[DIRECTIONS FOR THIS TASK] Can you render the stretch from the line containing "Kindly give the mask of every instance of the gift" through the end of the material as a numbered list, leaving out blank lines?

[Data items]

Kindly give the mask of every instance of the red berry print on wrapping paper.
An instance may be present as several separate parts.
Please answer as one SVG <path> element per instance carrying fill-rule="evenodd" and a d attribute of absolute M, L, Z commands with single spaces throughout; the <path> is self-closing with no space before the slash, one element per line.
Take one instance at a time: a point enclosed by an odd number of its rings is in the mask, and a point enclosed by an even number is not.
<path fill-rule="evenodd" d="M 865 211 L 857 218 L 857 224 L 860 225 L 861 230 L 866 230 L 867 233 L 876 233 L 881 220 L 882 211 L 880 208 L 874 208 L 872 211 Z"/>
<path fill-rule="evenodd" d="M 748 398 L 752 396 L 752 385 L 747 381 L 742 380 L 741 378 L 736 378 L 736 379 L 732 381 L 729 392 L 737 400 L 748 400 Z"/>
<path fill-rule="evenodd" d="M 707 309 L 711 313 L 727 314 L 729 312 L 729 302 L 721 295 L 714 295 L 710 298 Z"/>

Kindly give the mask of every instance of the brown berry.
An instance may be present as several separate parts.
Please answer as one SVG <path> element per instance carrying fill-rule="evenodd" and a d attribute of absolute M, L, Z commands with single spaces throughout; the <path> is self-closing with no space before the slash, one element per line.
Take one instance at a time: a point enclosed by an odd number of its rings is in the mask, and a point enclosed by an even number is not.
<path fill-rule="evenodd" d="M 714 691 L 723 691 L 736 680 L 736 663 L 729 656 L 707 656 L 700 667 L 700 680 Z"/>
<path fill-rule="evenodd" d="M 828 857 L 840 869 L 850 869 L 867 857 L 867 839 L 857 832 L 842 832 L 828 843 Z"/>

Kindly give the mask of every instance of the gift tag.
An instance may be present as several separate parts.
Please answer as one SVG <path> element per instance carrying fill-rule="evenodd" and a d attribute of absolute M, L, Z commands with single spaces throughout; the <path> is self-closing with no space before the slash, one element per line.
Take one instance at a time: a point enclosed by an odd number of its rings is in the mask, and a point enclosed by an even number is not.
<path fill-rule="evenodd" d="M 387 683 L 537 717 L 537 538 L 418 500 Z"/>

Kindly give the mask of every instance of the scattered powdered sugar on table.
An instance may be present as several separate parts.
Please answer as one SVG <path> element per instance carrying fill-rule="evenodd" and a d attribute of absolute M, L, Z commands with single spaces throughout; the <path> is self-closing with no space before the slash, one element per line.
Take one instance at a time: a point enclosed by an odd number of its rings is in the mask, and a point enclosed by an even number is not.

[RIGHT ANSWER]
1. Kindly give the mask of every instance of the gift tag.
2. An instance may be present as several separate parts.
3. Please answer as one SVG <path> element per instance carrying fill-rule="evenodd" and a d attribute of absolute M, L, Z commands with single spaces throughout; the <path> is self-closing with no space before the slash, one element per line.
4. Take one instance at a time: a point enclosed by an odd number of its rings is in the mask, and a point enclosed by an even number is not.
5. <path fill-rule="evenodd" d="M 387 683 L 537 717 L 537 538 L 418 500 Z"/>
6. Kindly give the mask of every instance of the scattered powdered sugar on table.
7. An instance may be present as several separate parts.
8. Please answer as one SVG <path> element per instance carrying fill-rule="evenodd" and a d attribute of absolute M, L, Z commands with single spaces throughout; the <path> is self-closing with no space before the slash, one element per line.
9. Take one instance at a time: a point enclosed by an odd number of its rings is in the mask, and a point enclosed by an even number is not.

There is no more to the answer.